Entries for pointing to labeled objects

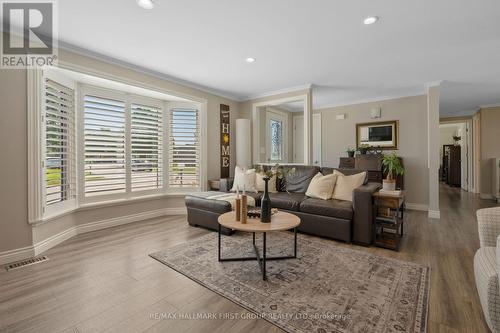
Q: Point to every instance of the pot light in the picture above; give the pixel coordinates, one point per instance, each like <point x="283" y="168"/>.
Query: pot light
<point x="370" y="20"/>
<point x="146" y="4"/>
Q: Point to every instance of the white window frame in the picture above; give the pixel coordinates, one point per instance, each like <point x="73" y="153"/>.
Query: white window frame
<point x="128" y="99"/>
<point x="36" y="205"/>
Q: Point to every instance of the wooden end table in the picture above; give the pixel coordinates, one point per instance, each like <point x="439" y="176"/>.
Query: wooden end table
<point x="389" y="216"/>
<point x="279" y="222"/>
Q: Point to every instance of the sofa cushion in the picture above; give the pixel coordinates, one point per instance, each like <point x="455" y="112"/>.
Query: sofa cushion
<point x="244" y="180"/>
<point x="347" y="172"/>
<point x="288" y="201"/>
<point x="298" y="181"/>
<point x="200" y="200"/>
<point x="334" y="208"/>
<point x="321" y="187"/>
<point x="346" y="184"/>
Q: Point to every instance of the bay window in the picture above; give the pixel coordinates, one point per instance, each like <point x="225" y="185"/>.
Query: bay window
<point x="99" y="144"/>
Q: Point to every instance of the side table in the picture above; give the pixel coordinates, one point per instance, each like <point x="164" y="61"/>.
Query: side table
<point x="388" y="220"/>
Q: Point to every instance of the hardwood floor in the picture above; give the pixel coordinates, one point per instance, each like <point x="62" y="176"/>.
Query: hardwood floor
<point x="104" y="281"/>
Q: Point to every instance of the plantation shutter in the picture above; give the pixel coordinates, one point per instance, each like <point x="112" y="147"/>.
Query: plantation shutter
<point x="59" y="142"/>
<point x="146" y="148"/>
<point x="104" y="127"/>
<point x="184" y="148"/>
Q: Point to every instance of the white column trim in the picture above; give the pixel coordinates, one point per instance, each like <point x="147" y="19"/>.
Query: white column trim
<point x="35" y="164"/>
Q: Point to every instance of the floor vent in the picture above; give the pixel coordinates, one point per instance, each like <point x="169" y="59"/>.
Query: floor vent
<point x="27" y="262"/>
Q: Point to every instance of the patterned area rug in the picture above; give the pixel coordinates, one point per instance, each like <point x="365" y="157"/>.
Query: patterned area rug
<point x="328" y="288"/>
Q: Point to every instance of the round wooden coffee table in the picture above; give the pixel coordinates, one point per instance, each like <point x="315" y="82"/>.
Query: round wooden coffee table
<point x="279" y="222"/>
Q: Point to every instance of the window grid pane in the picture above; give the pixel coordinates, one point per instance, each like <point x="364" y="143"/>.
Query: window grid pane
<point x="184" y="152"/>
<point x="146" y="148"/>
<point x="59" y="135"/>
<point x="276" y="140"/>
<point x="104" y="133"/>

Task prompt: Render the listing above as a Markdown table with a Row column for the row number and a Line column for the line, skipping blank lines. Leave out the pictures.

Task response:
| Row | Line |
|---|---|
| 1 | Q: Point to every instance of the pot light in the picture above; give the pixel coordinates, one point per instance, each like <point x="283" y="168"/>. |
| 2 | Query: pot light |
| 3 | <point x="370" y="20"/> |
| 4 | <point x="146" y="4"/> |
| 5 | Q: Point to every instance of the white window frame in the picture above; give the pixel coordinates, one point per instance, each like <point x="73" y="153"/>. |
| 6 | Query: white window frame |
| 7 | <point x="128" y="99"/> |
| 8 | <point x="36" y="205"/> |
| 9 | Q: Point to every instance of the wooden end table in the picture above; give the pixel coordinates, one point per instance, each like <point x="439" y="176"/>. |
| 10 | Query: wooden end table |
| 11 | <point x="389" y="216"/> |
| 12 | <point x="279" y="222"/> |
| 13 | Q: Point to every instance of the sofa cushion in the picture above; give the pixel coordinates, one point per instance, each like <point x="455" y="112"/>. |
| 14 | Query: sofa cushion |
| 15 | <point x="244" y="180"/> |
| 16 | <point x="347" y="172"/> |
| 17 | <point x="288" y="201"/> |
| 18 | <point x="298" y="181"/> |
| 19 | <point x="200" y="200"/> |
| 20 | <point x="334" y="208"/> |
| 21 | <point x="321" y="187"/> |
| 22 | <point x="346" y="184"/> |
| 23 | Q: Point to every instance of the bay window in the picture above; give the pixel coordinates, one point per instance, each like <point x="225" y="185"/>. |
| 24 | Query: bay window |
| 25 | <point x="99" y="144"/> |
| 26 | Q: Point to every instance of the side table in the picture above; give the pixel coordinates, one point per instance, each like <point x="164" y="61"/>. |
| 27 | Query: side table |
| 28 | <point x="388" y="220"/> |
| 29 | Q: Point to every instance of the hardwood floor in the picture above; give the pixel coordinates, one point per instance, each like <point x="62" y="176"/>. |
| 30 | Query: hardwood floor |
| 31 | <point x="104" y="281"/> |
| 32 | Q: Point to every instance of the plantation shutter in the picture above; give the pixel coordinates, one point per instance, each like <point x="112" y="147"/>. |
| 33 | Query: plantation shutter |
| 34 | <point x="59" y="142"/> |
| 35 | <point x="146" y="148"/> |
| 36 | <point x="104" y="127"/> |
| 37 | <point x="184" y="148"/> |
| 38 | Q: Point to every instance of the white column trim in the picture above; give the pixel coordinates, one point per instance, each like <point x="147" y="19"/>. |
| 39 | Query: white column trim |
| 40 | <point x="35" y="164"/> |
| 41 | Q: Point to every instance of the floor vent in the picture above; give the pixel coordinates, one point per instance, each like <point x="169" y="59"/>. |
| 42 | Query: floor vent |
| 43 | <point x="27" y="262"/> |
| 44 | Q: Point to every instance of the patterned area rug in the picture above; give the pixel coordinates, one point per instance, each like <point x="365" y="157"/>. |
| 45 | Query: patterned area rug |
| 46 | <point x="328" y="288"/> |
| 47 | Q: Point to every instance of the round wooden coffee table in the picture above; give the pixel coordinates, one point per instance, each like <point x="315" y="82"/>. |
| 48 | Query: round wooden coffee table |
| 49 | <point x="279" y="222"/> |
| 50 | Q: Point to every instance of the window grid pane in the picture above; give the pixel coordinates, one point per instance, each like <point x="364" y="143"/>. |
| 51 | Query: window grid pane |
| 52 | <point x="184" y="152"/> |
| 53 | <point x="146" y="148"/> |
| 54 | <point x="59" y="135"/> |
| 55 | <point x="276" y="140"/> |
| 56 | <point x="104" y="133"/> |